* Provided text:
That’s the question lead researcher Raewyn Bassett of Dalhousie University recently put to a group of older Canadians.

The study was based on interviews with 2,783 relatively healthy adults living in the community. They ranged in age from 75 to 104. Among those interviewed, 520 (18.7 per cent) responded in French and 2,263 (81.3 per cent) in English.

The question garnered several hundred ideas. Researchers arranged the responses into three categories: personal factors, relationships with others and system influences, such as social services and financial resources.

The study was published in the summer edition of the Canadian Journal on Aging (Volume 26, No.2, 2007).

Personal factors

For the most part, these older Canadians consider themselves responsible for their longevity and well-being. They emphasized individual practices, such as positive attitude, keeping active and eating properly.

In general, they believed physical illness was less significant than the will to adapt to illness and avoid further physical decline as long as possible. Several suggested that this requires "grit" and "willpower."

Most respondents also stressed the importance of maintaining self-control by keeping the body and mind active.

Relationships with others

Keep up with current affairs, renew memberships in organizations and re-invigorate your contact with family and friends, several advised.

"You’ve got to make the effort to meet people; you’ve got to get out of the house," others cautioned.

Overall, respondents recognized that their interactions with others were linked to their health: "Think the best of everybody. Hate affects your health."

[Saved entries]
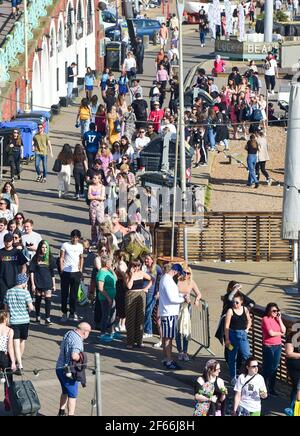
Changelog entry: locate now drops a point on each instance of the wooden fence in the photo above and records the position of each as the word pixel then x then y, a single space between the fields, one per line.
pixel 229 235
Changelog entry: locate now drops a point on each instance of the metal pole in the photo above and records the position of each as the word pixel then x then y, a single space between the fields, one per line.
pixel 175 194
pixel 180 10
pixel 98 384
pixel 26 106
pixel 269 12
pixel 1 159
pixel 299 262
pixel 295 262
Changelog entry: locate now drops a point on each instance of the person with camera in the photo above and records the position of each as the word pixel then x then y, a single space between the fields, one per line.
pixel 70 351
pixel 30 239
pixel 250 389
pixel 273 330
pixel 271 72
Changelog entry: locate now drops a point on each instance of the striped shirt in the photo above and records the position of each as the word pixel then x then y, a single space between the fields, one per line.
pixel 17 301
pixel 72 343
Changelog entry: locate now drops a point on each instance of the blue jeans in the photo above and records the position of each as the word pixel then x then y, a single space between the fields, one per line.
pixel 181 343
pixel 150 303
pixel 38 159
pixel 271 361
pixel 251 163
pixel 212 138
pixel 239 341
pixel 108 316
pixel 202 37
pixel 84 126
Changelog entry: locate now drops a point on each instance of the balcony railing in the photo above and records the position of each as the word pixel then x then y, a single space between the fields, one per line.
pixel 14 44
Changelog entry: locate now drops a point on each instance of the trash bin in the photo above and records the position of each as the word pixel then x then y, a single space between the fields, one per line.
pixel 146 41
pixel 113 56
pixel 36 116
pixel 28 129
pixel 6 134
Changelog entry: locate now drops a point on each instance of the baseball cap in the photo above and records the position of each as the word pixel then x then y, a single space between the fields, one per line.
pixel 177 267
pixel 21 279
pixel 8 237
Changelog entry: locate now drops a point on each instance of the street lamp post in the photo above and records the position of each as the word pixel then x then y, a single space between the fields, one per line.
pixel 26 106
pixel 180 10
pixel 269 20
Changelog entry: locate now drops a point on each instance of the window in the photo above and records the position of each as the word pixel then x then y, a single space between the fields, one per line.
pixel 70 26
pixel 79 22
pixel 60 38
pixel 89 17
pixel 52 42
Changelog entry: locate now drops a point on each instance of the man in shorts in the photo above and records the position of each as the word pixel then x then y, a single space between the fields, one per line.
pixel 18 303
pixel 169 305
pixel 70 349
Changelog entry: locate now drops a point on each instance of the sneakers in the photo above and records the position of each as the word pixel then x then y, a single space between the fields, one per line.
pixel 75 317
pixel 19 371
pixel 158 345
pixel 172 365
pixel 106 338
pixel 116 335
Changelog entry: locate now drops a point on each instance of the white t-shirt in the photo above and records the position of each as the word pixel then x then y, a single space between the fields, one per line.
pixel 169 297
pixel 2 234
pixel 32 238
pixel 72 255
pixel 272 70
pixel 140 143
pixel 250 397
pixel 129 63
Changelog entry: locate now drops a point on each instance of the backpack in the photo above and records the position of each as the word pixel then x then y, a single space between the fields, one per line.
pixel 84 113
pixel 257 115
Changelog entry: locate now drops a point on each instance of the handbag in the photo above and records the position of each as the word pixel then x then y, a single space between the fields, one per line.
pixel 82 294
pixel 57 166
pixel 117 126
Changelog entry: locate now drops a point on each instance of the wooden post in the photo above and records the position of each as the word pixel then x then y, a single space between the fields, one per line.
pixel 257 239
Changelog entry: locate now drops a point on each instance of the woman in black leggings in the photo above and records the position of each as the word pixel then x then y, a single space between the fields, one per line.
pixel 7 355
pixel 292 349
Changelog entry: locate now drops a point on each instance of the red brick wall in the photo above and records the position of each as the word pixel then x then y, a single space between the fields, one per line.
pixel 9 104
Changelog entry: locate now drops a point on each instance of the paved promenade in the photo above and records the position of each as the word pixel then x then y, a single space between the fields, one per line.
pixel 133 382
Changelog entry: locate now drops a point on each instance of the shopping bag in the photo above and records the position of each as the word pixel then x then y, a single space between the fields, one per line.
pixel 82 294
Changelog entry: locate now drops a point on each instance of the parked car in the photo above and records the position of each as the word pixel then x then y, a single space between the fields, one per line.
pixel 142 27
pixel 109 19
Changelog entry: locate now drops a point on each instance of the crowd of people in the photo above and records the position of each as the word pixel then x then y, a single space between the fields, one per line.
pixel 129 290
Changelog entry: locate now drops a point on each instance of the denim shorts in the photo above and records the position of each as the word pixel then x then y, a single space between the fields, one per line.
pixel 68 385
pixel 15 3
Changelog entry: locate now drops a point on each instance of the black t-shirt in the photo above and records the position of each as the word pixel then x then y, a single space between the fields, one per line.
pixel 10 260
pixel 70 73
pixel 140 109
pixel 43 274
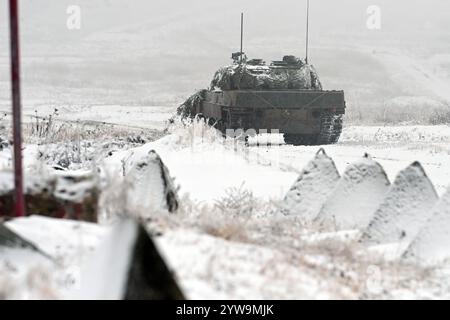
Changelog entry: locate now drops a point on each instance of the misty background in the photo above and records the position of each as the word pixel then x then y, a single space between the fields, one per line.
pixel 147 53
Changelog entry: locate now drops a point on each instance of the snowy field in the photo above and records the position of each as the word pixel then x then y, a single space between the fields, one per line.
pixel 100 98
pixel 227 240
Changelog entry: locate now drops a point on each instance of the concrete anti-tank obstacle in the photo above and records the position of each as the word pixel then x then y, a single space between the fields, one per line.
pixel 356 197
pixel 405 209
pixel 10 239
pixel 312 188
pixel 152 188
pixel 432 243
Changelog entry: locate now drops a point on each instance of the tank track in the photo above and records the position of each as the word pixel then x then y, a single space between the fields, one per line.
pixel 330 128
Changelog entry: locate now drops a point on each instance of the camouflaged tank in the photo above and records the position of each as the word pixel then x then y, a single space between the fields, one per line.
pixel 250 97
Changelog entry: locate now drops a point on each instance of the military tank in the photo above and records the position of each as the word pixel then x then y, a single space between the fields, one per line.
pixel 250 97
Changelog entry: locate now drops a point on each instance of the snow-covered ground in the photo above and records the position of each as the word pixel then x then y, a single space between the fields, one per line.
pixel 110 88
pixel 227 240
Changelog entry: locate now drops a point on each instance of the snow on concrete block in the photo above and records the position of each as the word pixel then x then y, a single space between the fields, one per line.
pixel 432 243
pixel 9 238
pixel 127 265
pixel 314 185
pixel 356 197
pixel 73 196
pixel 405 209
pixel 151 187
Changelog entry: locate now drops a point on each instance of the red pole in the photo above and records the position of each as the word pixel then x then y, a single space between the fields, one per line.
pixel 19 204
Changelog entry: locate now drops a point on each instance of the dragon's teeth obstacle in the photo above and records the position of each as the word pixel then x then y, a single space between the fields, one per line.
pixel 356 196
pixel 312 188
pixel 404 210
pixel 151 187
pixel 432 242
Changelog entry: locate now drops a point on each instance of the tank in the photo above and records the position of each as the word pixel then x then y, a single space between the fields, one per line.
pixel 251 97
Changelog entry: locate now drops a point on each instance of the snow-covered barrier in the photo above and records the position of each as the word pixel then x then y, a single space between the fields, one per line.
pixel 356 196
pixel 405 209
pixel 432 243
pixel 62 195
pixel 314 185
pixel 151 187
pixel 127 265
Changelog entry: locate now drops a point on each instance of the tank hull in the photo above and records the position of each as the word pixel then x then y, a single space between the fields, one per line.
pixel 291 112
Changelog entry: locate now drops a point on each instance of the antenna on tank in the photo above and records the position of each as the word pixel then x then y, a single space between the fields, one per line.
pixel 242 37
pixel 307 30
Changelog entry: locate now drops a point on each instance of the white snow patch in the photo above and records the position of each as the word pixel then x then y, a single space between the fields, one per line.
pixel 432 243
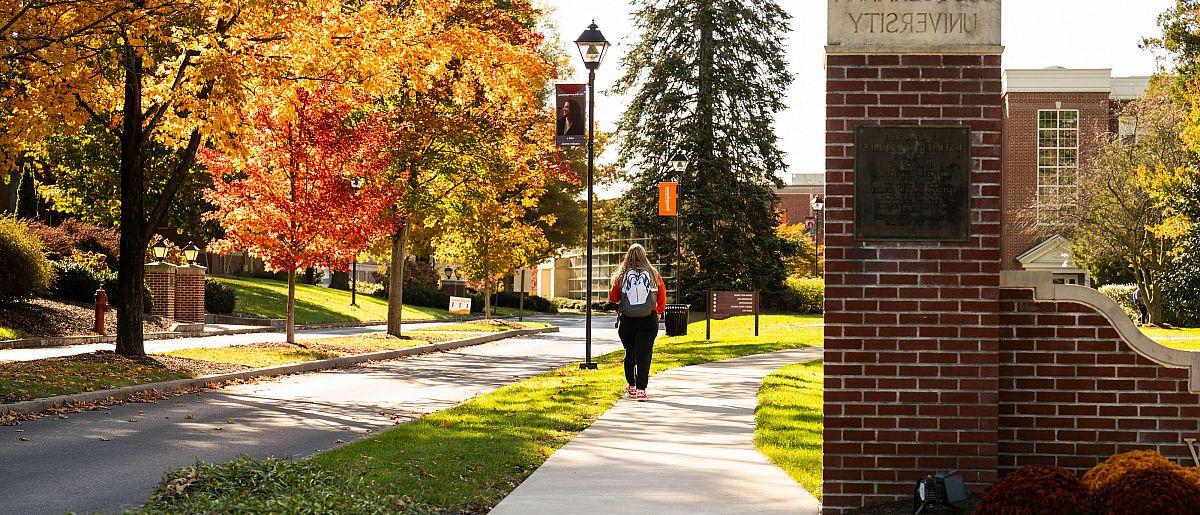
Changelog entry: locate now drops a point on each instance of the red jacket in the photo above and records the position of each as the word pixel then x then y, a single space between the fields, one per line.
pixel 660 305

* Brief 1: From the aging study text, write out the passage starting with "That’s the question" and going on through "and eating properly.", swapping "Canadians" for "residents" each time it appears.
* Brief 2: Translate this sentence from the aging study text into Spanish: "Most respondents also stressed the importance of maintaining self-control by keeping the body and mind active."

* Task solution 1:
That’s the question lead researcher Raewyn Bassett of Dalhousie University recently put to a group of older residents.

The study was based on interviews with 2,783 relatively healthy adults living in the community. They ranged in age from 75 to 104. Among those interviewed, 520 (18.7 per cent) responded in French and 2,263 (81.3 per cent) in English.

The question garnered several hundred ideas. Researchers arranged the responses into three categories: personal factors, relationships with others and system influences, such as social services and financial resources.

The study was published in the summer edition of the Canadian Journal on Aging (Volume 26, No.2, 2007).

Personal factors

For the most part, these older residents consider themselves responsible for their longevity and well-being. They emphasized individual practices, such as positive attitude, keeping active and eating properly.

* Task solution 2: La mayoría de los encuestados también destacaron la importancia de mantener el autocontrol manteniendo activos el cuerpo y la mente.